What is needed: How many lines of the data below contain the word "glow"? Count them and reply with the number alone.

Items:
========================

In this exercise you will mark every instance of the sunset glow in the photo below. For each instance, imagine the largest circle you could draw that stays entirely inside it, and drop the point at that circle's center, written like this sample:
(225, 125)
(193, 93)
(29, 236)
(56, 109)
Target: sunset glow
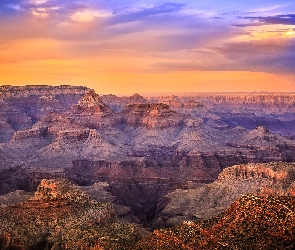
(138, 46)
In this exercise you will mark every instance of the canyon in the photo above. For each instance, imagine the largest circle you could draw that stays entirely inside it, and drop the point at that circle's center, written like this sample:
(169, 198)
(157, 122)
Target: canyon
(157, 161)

========================

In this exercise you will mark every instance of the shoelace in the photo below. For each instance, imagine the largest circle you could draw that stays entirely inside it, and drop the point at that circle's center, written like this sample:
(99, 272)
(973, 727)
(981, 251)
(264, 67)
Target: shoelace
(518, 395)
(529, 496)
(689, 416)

========================

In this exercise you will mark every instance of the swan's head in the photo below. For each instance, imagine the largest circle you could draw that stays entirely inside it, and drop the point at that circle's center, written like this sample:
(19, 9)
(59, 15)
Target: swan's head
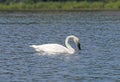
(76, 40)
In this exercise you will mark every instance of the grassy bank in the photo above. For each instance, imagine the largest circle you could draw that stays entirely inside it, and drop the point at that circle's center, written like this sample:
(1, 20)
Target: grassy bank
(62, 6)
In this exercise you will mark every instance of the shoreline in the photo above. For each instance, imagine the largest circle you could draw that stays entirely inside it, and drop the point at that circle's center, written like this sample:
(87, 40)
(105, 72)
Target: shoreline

========================

The completed task: 2